DATASET RECORDS below:

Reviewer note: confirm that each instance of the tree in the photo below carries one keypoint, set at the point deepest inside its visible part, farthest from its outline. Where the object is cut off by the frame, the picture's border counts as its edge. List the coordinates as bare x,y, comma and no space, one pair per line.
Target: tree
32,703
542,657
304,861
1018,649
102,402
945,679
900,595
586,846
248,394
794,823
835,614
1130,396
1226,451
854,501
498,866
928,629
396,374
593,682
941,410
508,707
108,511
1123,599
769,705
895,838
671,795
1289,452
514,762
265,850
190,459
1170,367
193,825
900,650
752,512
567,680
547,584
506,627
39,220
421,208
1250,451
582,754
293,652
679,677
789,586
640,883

End of DATASET RECORDS.

Would you write out all of the data again, unchanged?

Reviewer note: confirm that each instance of the tree in the photo below carries one keypoint, set at the point deepest inside its visible part, farthest from its outline. Where the object is cut off by the frame, the picture's border counts as its edge. List the coordinates as bare x,y, comma and no space, one pair per line.
Target: tree
32,703
542,657
304,861
1018,649
102,402
945,679
900,595
586,846
248,394
794,823
835,614
1130,396
1226,451
854,501
498,866
928,629
396,374
593,682
941,410
508,707
108,511
1123,599
769,705
895,838
671,795
1289,452
514,762
265,850
190,459
1170,367
193,825
900,650
752,512
567,680
547,584
506,627
39,220
421,208
1250,451
582,754
293,652
679,677
789,586
640,883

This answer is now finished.